◆ Text block:
++++++

Hi, I have recently discovered that my son has been messaging and chatting with a girl , on an app called Discord, that he went to primary school with (now at different high schools) for the last 3 months. I woke up during the night and found him on his ipad. I didnt think to check his ipad as he has been 100% interested in using it for games only, since he got it. I noticed message history and saw extremely inappropriate sexual messaging between (what turns out to be himself and this girl).
Much investigating my myself and I approached him for a chat, after i had disgested the reality of my introverted, intellectual son being involved in this messaging. Explained what I saw and my concerns with it in terms of his age and said we needed to put some boundaries in place for devices, given the highly inappropriate discussions. I wanted to reach out to her parents, but my son and I discussed how he might approach setting boundaries with her if they were to continue messaging. He was very concerned of upsetting her by 'ghosting' her if his devices were removed and we decided to give him a chance to talk to her and he would no longer allow any sexual references in their conversations.
i also put a time limit on his ipad and it locks from 10pm until 7am and we agreed that devices (Ipad and phone) would be kept downstairs at night out of his bedroom. I also said I would do the same.
ITwo nights have passed and I looked at his phone history and he has managed to sneek his phone to message during the night for both nights as it doesn't have the time lock on it. The message history was probably even worse then originally and this girl is clearly in an family violence situation at home and has clear emotional issues - saying she will get rid of herself etc. and my son it really emotionally invested. She seems to initiate all of the sexual comments, asking him to do things and keeps asking if he loves her and wanting to meet up with him in person (seems to have been all digital contact so far.

++++++

◆ Required work:
A. Using the post about a son's Discord messaging, decide whether each statement agrees with it: (i) The iPad is set to lock from 10pm until 7am. (ii) Before this discovery, the son had used his iPad mainly for schoolwork. (iii) The son's phone carries the same time lock as his iPad. For each, answer yes or no and quote the deciding words of the post.
B. Retype the passage of the post about a son's Discord messaging, starting at "Hi, I have recently" and ending at "and this girl).".
C. Extend the post about a son's Discord messaging by writing what comes after its final sentence.
The listing that comes after this post is separate material and is unrelated to it.

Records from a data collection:

++++++

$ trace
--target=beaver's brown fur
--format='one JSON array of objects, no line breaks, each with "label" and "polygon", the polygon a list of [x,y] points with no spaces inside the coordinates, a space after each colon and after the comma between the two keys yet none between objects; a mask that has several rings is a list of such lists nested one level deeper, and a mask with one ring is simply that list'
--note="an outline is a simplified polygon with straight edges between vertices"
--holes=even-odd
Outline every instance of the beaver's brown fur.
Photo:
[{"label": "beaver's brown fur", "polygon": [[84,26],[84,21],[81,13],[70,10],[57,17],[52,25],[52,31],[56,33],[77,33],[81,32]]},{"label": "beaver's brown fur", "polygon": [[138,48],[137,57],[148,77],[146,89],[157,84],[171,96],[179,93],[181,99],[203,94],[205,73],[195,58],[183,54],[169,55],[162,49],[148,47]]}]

++++++

◆ Answers for the exercise:
A.
(i) Yes: "it locks from 10pm until 7am"
(ii) No: "he has been 100% interested in using it for games only"
(iii) No: "as it doesn't have the time lock on it"

B.
Hi, I have recently discovered that my son has been messaging and chatting with a girl , on an app called Discord, that he went to primary school with (now at different high schools) for the last 3 months. I woke up during the night and found him on his ipad. I didnt think to check his ipad as he has been 100% interested in using it for games only, since he got it. I noticed message history and saw extremely inappropriate sexual messaging between (what turns out to be himself and this girl).

C.
I'm super concerned about my son recently starting to lie about little things (such as, "have you have breakfast" -Yes, when he has no real reason to lie) and sneaky behaviour. He tried to get my permission to get the bus to the shopping centre to met his school friend but said it was cancelled when I said I would contact the frisn'd mu yo check. He is an empathetic boy and I;m worried about his emotional welfare and guilty that I was so busy with life over the past few months that I only had time to notice this when I was on holidays.
We have had around 3 good discussions about this (although not today's find) and I tried to show him I wanted to trust him and have to date, but that stopped today and I took both devices and said they are banned!
No idea what to do from here as I don't feel our chats are enough. Don't want to involve Dad as he is highly explosive and I don't want to ruin my relationship with my son when we have just hit the teenage years!
Does anyone relate to this situation or have any advice, please?